→ What to work on: Copy the records from the beginning through the line containing "456,555,480,586", using "service" in place of every "endpoint" and keeping everything else the same. Omit the pictures.

====

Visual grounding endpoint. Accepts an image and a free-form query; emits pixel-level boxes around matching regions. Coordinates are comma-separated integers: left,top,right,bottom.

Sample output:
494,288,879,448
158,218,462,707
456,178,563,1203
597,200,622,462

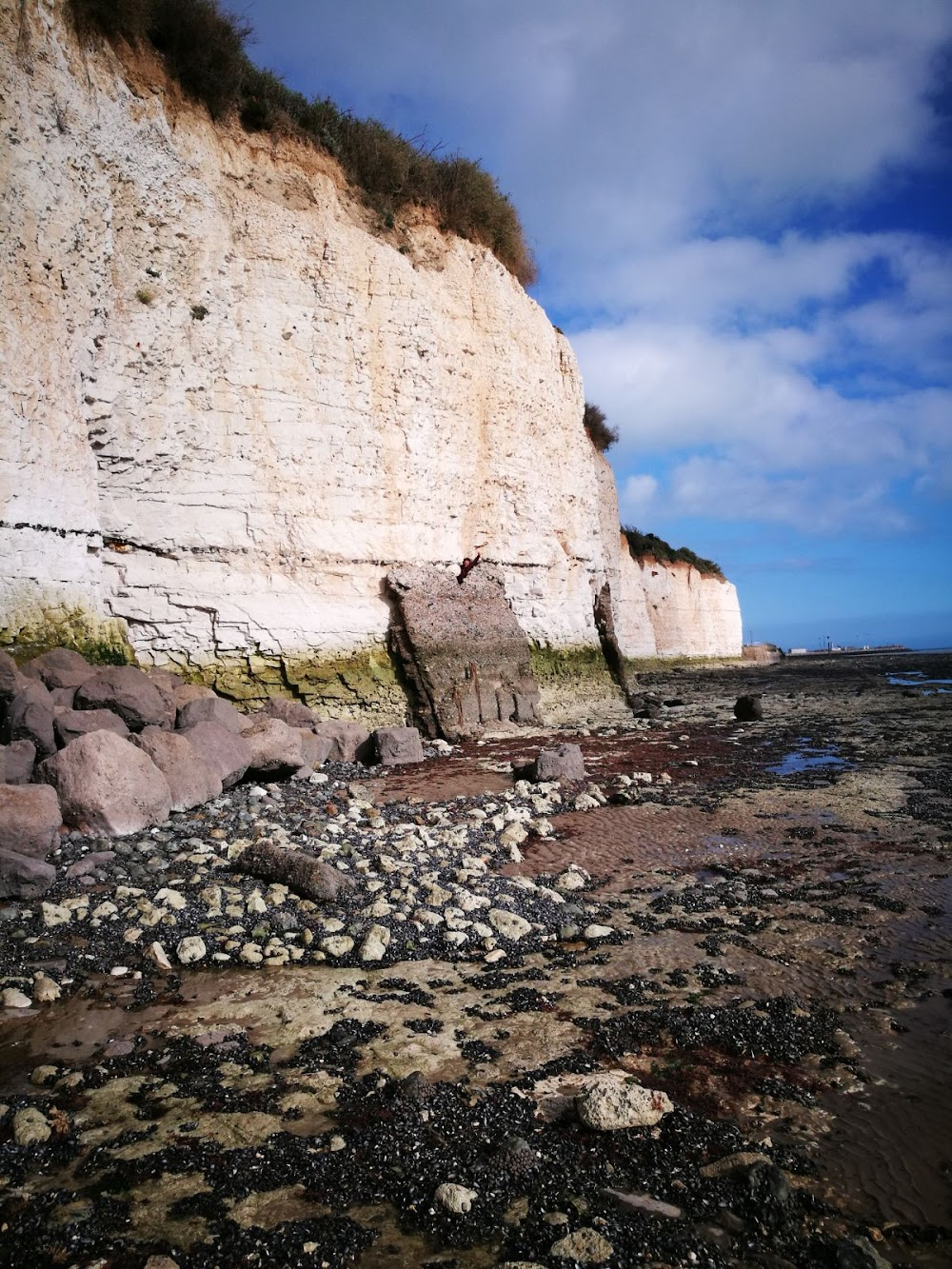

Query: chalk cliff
0,0,742,717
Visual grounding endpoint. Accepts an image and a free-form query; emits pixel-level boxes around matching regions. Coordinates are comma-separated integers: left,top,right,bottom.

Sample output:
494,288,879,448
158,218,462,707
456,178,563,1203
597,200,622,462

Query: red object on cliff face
456,555,480,586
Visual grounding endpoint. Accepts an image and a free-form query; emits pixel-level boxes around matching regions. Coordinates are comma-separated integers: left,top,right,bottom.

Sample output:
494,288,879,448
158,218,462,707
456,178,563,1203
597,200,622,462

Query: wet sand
0,655,952,1269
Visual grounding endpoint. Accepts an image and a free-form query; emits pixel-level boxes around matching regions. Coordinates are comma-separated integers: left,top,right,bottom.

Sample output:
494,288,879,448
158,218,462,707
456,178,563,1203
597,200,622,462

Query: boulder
373,727,424,766
232,842,354,903
146,668,186,691
0,679,56,758
75,664,174,731
0,784,64,859
176,695,248,735
0,850,56,899
39,731,171,838
294,727,334,767
262,697,320,728
241,714,307,775
575,1071,674,1132
132,727,222,811
312,718,370,763
0,740,37,784
172,683,214,708
734,693,764,722
179,722,252,789
0,652,27,705
53,709,129,748
20,647,96,687
532,744,585,783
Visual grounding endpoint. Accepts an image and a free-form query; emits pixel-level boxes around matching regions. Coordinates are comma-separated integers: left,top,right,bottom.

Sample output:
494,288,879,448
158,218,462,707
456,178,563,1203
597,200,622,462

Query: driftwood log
232,842,354,902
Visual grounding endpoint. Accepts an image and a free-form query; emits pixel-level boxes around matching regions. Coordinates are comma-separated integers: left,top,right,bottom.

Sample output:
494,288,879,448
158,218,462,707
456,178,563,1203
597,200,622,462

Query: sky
242,0,952,647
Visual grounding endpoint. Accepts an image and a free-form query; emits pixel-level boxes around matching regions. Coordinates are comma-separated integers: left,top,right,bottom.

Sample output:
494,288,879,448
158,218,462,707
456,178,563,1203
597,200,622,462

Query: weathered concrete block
387,564,540,740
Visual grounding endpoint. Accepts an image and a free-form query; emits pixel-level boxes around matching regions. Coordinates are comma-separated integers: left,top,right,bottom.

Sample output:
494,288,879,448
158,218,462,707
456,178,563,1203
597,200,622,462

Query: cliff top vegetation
69,0,536,286
622,525,724,578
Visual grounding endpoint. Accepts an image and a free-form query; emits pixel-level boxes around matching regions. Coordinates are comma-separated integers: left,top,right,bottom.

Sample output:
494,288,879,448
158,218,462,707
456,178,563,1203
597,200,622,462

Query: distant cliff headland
0,0,742,718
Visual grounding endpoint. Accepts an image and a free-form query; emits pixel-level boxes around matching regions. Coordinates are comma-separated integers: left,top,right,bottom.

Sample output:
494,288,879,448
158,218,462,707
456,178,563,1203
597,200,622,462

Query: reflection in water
766,744,852,775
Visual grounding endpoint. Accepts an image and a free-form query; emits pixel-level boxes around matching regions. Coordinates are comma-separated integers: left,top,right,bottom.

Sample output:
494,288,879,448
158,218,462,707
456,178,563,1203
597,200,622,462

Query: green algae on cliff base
177,645,407,724
0,605,136,664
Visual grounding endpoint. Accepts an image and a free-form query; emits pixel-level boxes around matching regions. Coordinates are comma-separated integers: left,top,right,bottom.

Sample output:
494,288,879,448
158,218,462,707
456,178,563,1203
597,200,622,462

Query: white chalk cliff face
0,0,742,715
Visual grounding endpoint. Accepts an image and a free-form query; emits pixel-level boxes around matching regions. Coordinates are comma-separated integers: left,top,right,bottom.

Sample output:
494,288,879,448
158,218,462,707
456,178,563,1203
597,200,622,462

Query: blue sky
241,0,952,645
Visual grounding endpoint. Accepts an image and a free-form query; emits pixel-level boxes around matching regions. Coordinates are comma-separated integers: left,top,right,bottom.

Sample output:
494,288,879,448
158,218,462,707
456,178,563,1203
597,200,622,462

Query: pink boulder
241,714,306,775
53,709,129,748
178,695,248,732
75,664,175,731
132,727,222,811
39,731,171,838
179,722,254,789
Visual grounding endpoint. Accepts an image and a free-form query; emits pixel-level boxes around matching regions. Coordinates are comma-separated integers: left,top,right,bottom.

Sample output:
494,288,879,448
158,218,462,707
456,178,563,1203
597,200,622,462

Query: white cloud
618,475,658,523
250,0,952,532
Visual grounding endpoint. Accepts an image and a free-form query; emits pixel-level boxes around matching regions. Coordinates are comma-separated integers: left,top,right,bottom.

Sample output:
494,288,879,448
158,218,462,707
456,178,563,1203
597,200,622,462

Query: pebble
575,1071,674,1132
548,1228,614,1265
175,934,208,964
12,1106,53,1146
433,1182,479,1215
0,987,33,1009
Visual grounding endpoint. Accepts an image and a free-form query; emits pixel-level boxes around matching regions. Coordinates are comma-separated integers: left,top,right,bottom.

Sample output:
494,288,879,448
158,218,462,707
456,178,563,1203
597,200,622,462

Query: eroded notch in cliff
387,565,540,741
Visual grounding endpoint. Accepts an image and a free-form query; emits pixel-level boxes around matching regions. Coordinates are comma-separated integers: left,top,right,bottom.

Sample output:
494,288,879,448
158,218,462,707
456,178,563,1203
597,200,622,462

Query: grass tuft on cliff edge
622,525,724,579
69,0,536,286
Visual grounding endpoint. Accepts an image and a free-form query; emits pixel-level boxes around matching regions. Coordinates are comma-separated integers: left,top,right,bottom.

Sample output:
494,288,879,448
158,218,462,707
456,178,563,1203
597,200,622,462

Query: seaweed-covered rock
39,731,171,836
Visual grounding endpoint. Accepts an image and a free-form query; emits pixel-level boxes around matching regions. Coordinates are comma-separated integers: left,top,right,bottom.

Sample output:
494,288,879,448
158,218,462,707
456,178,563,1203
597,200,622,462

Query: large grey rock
262,697,320,727
0,850,56,899
575,1071,674,1132
176,695,248,735
312,718,370,763
532,744,585,782
20,647,96,687
0,652,27,705
241,714,307,775
296,727,334,767
132,727,222,811
0,740,37,784
0,679,56,758
232,842,354,902
38,731,171,838
0,784,64,859
75,664,174,731
373,727,424,766
179,722,254,789
387,564,540,740
53,709,129,748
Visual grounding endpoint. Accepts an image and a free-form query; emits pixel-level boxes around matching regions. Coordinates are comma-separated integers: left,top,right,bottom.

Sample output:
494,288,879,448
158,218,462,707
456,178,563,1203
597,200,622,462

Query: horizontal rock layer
0,0,740,720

====

→ Exercise solution:
Visual grounding service. Accepts an image and a free-form query; emits pixel-level boxes around matching regions. Coordinates are comma-separated integers: left,top,right,bottom.

Sample output:
494,288,879,448
158,218,462,707
456,178,563,1203
597,200,622,462


Query: chalk cliff
0,0,742,717
Visual grounding service. Accepts an image and a free-form query; emits pixel-level boxes around matching regions. Coordinates are comma-separated integers: left,top,right,bottom.

Sample output:
494,288,879,448
158,218,462,707
456,178,563,1203
597,200,622,462

Query: red object on cliff face
456,555,480,586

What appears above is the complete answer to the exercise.